▶ Work instructions:
Could you duplicate the material below line for line, without changing anything, and omit the pictures from your answer?

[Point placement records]
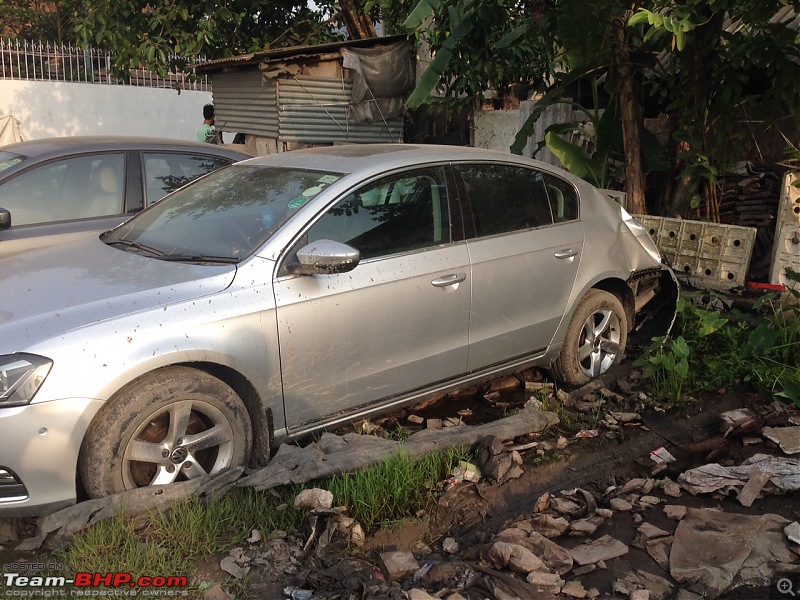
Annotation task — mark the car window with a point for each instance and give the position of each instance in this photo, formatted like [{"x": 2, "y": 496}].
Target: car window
[
  {"x": 505, "y": 198},
  {"x": 395, "y": 214},
  {"x": 166, "y": 172},
  {"x": 563, "y": 199},
  {"x": 230, "y": 213},
  {"x": 73, "y": 188}
]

▶ The answer:
Annotation task — mark the car window with a point for each instance and give the position of each instance in this photo, formatted like [{"x": 2, "y": 496}].
Target: car window
[
  {"x": 505, "y": 198},
  {"x": 395, "y": 214},
  {"x": 166, "y": 172},
  {"x": 563, "y": 199},
  {"x": 230, "y": 213},
  {"x": 73, "y": 188}
]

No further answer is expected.